>> Begin DATASET EXTRACT

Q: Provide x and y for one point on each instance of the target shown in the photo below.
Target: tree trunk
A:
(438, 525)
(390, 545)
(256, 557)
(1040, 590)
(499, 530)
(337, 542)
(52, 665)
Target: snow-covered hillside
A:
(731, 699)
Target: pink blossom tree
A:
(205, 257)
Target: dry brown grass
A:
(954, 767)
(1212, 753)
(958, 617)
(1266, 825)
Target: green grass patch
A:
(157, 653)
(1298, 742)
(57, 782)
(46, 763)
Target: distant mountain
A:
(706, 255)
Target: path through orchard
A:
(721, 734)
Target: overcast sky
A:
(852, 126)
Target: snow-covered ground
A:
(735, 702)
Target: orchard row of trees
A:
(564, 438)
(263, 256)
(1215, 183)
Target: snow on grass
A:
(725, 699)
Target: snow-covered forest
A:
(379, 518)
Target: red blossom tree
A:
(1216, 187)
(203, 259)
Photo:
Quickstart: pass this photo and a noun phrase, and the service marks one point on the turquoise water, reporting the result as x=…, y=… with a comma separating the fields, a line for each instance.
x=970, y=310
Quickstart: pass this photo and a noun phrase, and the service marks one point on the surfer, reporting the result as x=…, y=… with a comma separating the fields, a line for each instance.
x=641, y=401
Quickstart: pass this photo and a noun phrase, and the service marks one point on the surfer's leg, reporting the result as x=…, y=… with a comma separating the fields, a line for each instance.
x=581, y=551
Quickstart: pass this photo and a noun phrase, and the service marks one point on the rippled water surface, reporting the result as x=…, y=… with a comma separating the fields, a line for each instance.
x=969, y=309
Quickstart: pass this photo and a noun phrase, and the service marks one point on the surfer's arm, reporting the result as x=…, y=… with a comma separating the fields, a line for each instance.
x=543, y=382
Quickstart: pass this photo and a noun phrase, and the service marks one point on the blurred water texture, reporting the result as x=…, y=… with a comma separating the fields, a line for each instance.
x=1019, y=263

>> End DATASET EXTRACT

» CHALLENGE: Print all of the entries exactly as they are written.

» TASK RESULT:
Q: Provide x and y for one point on each instance of the target shown in the photo below.
Target: tree trunk
A:
(438, 525)
(390, 545)
(256, 557)
(1040, 590)
(499, 530)
(337, 542)
(52, 665)
Target: snow-covered hillside
A:
(731, 699)
Target: pink blossom tree
A:
(205, 257)
Target: dry brown grass
A:
(954, 767)
(1212, 753)
(958, 617)
(1266, 825)
Target: green grass patch
A:
(157, 653)
(1298, 742)
(57, 782)
(46, 763)
Target: distant mountain
A:
(706, 255)
Target: path through orchard
A:
(721, 734)
Target: overcast sky
A:
(852, 126)
Target: snow-covered ground
A:
(735, 702)
Target: orchard row of trees
A:
(564, 438)
(263, 256)
(1215, 183)
Target: snow on grass
A:
(725, 699)
Target: snow-covered forest
A:
(379, 518)
Target: red blossom tree
A:
(1216, 187)
(203, 259)
Photo:
Quickstart: pass this photo and a noun phrase, and the service marks one point on the turquoise water, reporting the result as x=…, y=… with a comma separating the fields, a line for each instance.
x=970, y=310
Quickstart: pass this photo and a noun phrase, and the service marks one point on the surfer, reporting the result as x=…, y=… with a comma separating the fields, a line for each instance.
x=641, y=401
Quickstart: pass this photo and a noun phrase, and the service marks one point on the surfer's leg, reporting the result as x=…, y=… with a comma separating the fields, a line for each instance.
x=581, y=551
Quickstart: pass this photo and a noun phrase, and the service marks one point on the rippled water surface, reporting the result as x=…, y=… with a comma separating the fields, a line for each instance.
x=969, y=309
Quickstart: pass this photo and a noun phrase, and the service marks one point on the surfer's arm, reporting the result as x=…, y=… with a comma separating the fields, a line for each instance.
x=543, y=382
Quickstart: pass this photo and a noun phrase, and the service marks one point on the blurred water texture, reporting the result as x=…, y=… with a comma separating the fields, a line for each instance.
x=1019, y=263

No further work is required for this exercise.